- [ACTIVITY] Starting at the line below that contains "Mark one point on each instance of the stone step", print each line through the end of the records exactly as it appears.

*** EXERCISE INPUT ***

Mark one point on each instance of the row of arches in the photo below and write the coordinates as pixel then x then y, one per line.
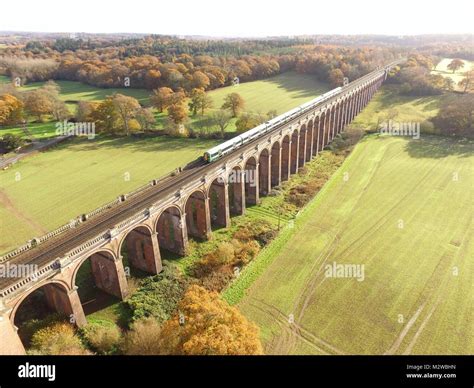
pixel 142 248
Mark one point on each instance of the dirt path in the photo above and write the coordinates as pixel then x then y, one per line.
pixel 7 203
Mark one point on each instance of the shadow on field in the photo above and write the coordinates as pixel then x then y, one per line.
pixel 436 147
pixel 150 144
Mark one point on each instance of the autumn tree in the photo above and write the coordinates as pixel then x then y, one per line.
pixel 178 113
pixel 160 98
pixel 105 116
pixel 126 108
pixel 11 110
pixel 200 80
pixel 38 103
pixel 145 118
pixel 336 77
pixel 456 116
pixel 248 121
pixel 455 64
pixel 200 101
pixel 221 119
pixel 234 103
pixel 467 83
pixel 84 110
pixel 207 325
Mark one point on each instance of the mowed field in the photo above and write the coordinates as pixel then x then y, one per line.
pixel 79 176
pixel 281 93
pixel 44 191
pixel 402 208
pixel 405 108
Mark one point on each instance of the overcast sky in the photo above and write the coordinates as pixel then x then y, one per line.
pixel 240 17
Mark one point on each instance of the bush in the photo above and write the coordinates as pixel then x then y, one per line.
pixel 57 339
pixel 212 261
pixel 102 336
pixel 143 338
pixel 29 328
pixel 218 279
pixel 10 142
pixel 258 230
pixel 208 326
pixel 245 251
pixel 158 296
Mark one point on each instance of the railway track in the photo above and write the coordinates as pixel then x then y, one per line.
pixel 58 246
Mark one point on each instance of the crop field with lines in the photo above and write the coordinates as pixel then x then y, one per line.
pixel 442 69
pixel 82 175
pixel 402 210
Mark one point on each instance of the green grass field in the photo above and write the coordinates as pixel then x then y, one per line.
pixel 72 178
pixel 400 208
pixel 281 93
pixel 407 108
pixel 442 69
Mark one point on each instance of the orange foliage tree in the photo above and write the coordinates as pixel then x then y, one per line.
pixel 207 325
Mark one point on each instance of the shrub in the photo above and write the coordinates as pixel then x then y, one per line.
pixel 29 328
pixel 218 279
pixel 245 251
pixel 208 326
pixel 143 338
pixel 224 254
pixel 158 296
pixel 102 336
pixel 10 142
pixel 258 230
pixel 57 339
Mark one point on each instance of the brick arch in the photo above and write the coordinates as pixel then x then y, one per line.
pixel 285 157
pixel 197 213
pixel 107 272
pixel 264 171
pixel 251 181
pixel 85 258
pixel 236 190
pixel 170 228
pixel 309 141
pixel 275 168
pixel 218 202
pixel 60 283
pixel 316 135
pixel 142 248
pixel 294 151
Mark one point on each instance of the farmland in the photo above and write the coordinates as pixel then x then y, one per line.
pixel 80 176
pixel 442 69
pixel 398 207
pixel 85 174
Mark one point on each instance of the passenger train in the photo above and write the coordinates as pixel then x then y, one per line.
pixel 236 142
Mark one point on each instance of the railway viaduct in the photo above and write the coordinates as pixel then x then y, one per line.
pixel 163 214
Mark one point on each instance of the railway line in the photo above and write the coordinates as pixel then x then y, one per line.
pixel 58 246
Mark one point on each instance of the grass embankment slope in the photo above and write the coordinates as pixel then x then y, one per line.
pixel 407 109
pixel 442 69
pixel 79 176
pixel 76 177
pixel 411 300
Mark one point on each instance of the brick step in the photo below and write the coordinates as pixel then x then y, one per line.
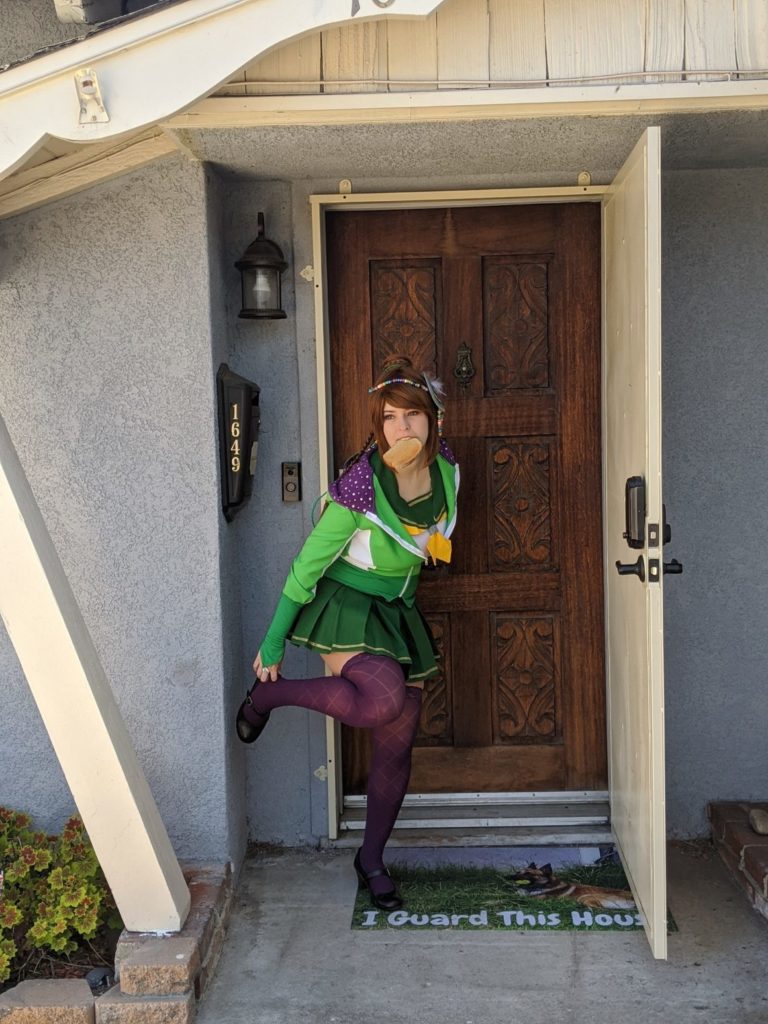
pixel 743 851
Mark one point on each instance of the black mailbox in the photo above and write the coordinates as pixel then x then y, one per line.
pixel 239 437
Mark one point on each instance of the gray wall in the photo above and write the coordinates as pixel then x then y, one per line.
pixel 286 801
pixel 716 487
pixel 27 26
pixel 108 390
pixel 715 419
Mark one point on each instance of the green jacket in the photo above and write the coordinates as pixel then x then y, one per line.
pixel 360 542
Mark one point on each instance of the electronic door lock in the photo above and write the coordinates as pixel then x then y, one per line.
pixel 633 568
pixel 634 512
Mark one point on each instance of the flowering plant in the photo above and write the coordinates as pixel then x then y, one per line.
pixel 52 891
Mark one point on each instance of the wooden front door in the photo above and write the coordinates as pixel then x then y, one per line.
pixel 509 299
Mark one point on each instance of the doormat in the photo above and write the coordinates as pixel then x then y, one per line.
pixel 532 896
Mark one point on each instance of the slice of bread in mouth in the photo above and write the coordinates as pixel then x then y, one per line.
pixel 402 453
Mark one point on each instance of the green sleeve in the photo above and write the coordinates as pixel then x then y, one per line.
pixel 273 645
pixel 321 549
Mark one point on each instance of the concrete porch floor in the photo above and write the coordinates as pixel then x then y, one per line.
pixel 291 957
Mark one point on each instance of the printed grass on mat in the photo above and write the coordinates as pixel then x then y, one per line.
pixel 472 898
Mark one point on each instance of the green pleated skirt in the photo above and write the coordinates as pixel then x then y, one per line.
pixel 340 619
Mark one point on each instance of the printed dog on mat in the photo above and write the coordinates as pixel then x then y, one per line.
pixel 541 882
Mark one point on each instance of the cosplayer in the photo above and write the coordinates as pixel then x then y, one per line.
pixel 350 595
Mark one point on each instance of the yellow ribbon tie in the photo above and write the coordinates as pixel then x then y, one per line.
pixel 438 546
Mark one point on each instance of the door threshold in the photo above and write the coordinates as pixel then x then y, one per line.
pixel 488 819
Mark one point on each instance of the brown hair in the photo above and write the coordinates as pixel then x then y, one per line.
pixel 403 396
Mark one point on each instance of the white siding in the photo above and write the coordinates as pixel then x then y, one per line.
pixel 473 43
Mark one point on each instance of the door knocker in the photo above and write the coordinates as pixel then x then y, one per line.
pixel 464 370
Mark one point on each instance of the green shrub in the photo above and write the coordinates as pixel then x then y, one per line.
pixel 52 892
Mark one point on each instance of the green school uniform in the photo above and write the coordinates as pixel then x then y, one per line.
pixel 352 586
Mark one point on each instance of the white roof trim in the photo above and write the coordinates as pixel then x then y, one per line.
pixel 151 68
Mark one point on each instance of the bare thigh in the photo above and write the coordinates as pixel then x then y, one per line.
pixel 336 660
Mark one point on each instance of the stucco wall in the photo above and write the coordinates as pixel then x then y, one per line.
pixel 716 486
pixel 107 386
pixel 117 306
pixel 286 801
pixel 715 420
pixel 28 26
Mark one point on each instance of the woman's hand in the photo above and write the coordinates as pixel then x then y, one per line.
pixel 265 673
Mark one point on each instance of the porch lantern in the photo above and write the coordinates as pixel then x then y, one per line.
pixel 260 270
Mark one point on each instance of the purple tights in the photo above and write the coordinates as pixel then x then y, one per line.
pixel 371 693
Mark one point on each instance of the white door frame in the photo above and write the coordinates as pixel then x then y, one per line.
pixel 321 204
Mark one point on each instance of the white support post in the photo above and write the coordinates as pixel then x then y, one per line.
pixel 78 708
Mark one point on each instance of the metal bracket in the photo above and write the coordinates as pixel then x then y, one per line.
pixel 92 108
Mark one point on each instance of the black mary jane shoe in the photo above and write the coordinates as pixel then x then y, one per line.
pixel 247 731
pixel 391 899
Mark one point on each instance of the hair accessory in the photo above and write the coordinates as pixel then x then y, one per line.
pixel 397 380
pixel 431 385
pixel 436 392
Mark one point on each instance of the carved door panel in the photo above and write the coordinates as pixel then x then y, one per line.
pixel 509 299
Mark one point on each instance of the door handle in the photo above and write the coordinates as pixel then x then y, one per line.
pixel 633 568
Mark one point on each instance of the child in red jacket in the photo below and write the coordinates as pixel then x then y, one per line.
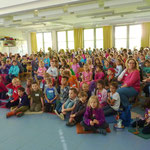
pixel 3 89
pixel 14 100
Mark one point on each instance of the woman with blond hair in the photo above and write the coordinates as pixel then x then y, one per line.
pixel 131 82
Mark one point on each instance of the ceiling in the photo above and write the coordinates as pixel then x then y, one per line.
pixel 47 15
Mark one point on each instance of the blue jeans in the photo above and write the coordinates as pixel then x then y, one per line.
pixel 125 93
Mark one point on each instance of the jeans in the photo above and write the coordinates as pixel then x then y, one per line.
pixel 125 93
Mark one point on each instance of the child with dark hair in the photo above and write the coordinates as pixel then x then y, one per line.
pixel 23 105
pixel 50 96
pixel 79 110
pixel 69 105
pixel 63 91
pixel 36 102
pixel 113 100
pixel 94 119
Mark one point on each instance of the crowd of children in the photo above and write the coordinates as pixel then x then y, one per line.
pixel 80 86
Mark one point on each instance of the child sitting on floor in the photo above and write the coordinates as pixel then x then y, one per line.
pixel 3 89
pixel 79 110
pixel 50 96
pixel 144 122
pixel 23 105
pixel 63 91
pixel 94 119
pixel 14 99
pixel 69 105
pixel 36 102
pixel 101 93
pixel 113 100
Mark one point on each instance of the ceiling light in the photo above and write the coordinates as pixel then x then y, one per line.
pixel 83 7
pixel 51 13
pixel 120 2
pixel 23 17
pixel 143 8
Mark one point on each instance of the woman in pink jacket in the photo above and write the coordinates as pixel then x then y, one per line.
pixel 131 82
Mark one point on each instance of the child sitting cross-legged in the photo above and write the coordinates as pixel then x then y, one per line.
pixel 23 105
pixel 79 110
pixel 94 119
pixel 50 96
pixel 113 100
pixel 36 102
pixel 69 105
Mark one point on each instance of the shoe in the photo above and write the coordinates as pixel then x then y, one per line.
pixel 108 130
pixel 9 114
pixel 56 113
pixel 62 116
pixel 102 131
pixel 70 124
pixel 19 114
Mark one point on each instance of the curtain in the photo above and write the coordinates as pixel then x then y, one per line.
pixel 107 37
pixel 145 40
pixel 33 42
pixel 78 38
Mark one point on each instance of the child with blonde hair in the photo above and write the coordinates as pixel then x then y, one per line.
pixel 94 119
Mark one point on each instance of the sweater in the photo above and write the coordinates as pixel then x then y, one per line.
pixel 97 113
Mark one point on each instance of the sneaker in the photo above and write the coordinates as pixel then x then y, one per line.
pixel 62 116
pixel 101 131
pixel 70 124
pixel 19 114
pixel 56 112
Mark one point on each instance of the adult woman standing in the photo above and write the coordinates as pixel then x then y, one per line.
pixel 131 81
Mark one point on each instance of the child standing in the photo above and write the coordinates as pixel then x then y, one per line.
pixel 50 96
pixel 101 93
pixel 79 110
pixel 69 105
pixel 144 122
pixel 36 102
pixel 86 75
pixel 94 119
pixel 41 70
pixel 3 89
pixel 23 105
pixel 14 100
pixel 113 100
pixel 63 91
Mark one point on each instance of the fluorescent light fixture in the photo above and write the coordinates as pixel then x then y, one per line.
pixel 51 13
pixel 21 17
pixel 83 7
pixel 143 8
pixel 120 2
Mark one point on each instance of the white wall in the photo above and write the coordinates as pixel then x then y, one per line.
pixel 21 42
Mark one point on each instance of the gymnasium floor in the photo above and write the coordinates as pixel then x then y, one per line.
pixel 48 132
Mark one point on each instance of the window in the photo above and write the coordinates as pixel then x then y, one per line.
pixel 44 40
pixel 99 37
pixel 89 38
pixel 61 38
pixel 121 37
pixel 47 41
pixel 39 37
pixel 135 32
pixel 70 39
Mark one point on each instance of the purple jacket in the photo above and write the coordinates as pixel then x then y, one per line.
pixel 98 114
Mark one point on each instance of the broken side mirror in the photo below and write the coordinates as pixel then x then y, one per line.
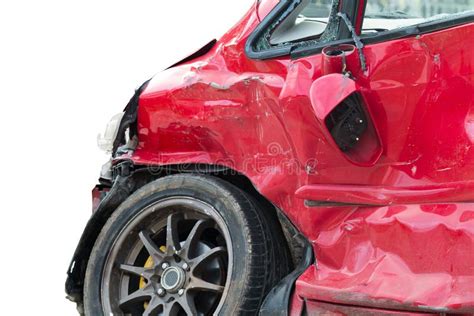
pixel 346 121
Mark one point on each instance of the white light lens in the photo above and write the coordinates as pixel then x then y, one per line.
pixel 106 141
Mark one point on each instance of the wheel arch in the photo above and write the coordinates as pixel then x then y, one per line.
pixel 132 177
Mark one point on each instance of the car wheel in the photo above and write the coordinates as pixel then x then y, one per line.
pixel 185 245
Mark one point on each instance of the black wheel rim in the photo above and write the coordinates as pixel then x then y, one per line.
pixel 173 258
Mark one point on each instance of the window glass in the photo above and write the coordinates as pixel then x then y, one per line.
pixel 308 21
pixel 382 15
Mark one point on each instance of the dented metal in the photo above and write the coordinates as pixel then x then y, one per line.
pixel 391 223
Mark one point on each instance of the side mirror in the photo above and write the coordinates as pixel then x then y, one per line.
pixel 341 108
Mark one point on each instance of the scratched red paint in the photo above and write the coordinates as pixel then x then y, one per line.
pixel 414 248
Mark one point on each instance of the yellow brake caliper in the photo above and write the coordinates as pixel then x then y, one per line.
pixel 148 264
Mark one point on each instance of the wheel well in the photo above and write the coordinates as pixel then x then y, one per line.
pixel 130 178
pixel 291 233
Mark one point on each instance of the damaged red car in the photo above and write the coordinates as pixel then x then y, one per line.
pixel 317 159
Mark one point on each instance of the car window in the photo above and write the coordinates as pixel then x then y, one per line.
pixel 384 15
pixel 307 22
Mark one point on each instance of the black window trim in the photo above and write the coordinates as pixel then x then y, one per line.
pixel 400 33
pixel 284 7
pixel 281 11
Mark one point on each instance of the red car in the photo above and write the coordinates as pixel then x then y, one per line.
pixel 317 159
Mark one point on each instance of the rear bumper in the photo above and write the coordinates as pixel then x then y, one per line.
pixel 416 258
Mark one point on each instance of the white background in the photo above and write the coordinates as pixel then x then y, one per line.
pixel 65 68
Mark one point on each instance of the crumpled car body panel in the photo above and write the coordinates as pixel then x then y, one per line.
pixel 396 235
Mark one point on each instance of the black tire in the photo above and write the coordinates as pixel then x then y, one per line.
pixel 260 257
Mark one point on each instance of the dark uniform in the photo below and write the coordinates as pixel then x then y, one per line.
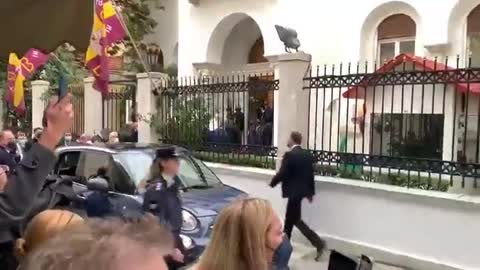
pixel 162 199
pixel 19 196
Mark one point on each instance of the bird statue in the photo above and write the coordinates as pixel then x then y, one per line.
pixel 289 37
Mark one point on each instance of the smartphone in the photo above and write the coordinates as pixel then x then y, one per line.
pixel 5 168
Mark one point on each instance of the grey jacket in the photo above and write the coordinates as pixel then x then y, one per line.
pixel 23 187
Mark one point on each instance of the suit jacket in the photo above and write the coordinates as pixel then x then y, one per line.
pixel 296 174
pixel 6 158
pixel 23 187
pixel 164 201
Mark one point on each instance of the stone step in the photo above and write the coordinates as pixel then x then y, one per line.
pixel 303 258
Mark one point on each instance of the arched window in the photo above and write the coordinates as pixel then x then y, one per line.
pixel 396 35
pixel 473 36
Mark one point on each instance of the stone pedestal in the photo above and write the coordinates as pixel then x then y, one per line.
pixel 93 108
pixel 291 113
pixel 146 105
pixel 39 88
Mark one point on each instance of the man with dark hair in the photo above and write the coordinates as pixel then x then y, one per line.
pixel 109 244
pixel 25 183
pixel 297 178
pixel 8 149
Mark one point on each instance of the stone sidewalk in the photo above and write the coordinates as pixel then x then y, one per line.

*** End of EXERCISE INPUT ***

- [EXPECTED ANSWER]
Mark one point on each instance of the stone step in the photo above and write the coordinates as pixel then x then y, one per line.
pixel 303 258
Mark one point on each instance of the arched window in the photo above and write the coordinates as pixel then x then y, one per line.
pixel 396 35
pixel 473 36
Mark one point on each instance of the stone pedestal in the photo above and write the coordinates as pixel then x then y, one per line.
pixel 93 108
pixel 291 113
pixel 146 105
pixel 39 88
Mark one point on each instance of the man with dark hair in the photo above and write the coordinates as pixel then x then y, one per line.
pixel 109 244
pixel 25 183
pixel 297 178
pixel 8 149
Mark one point on each instance of the stone sidewalk in the photo above and write the coordinates as pixel then x then y, one per line.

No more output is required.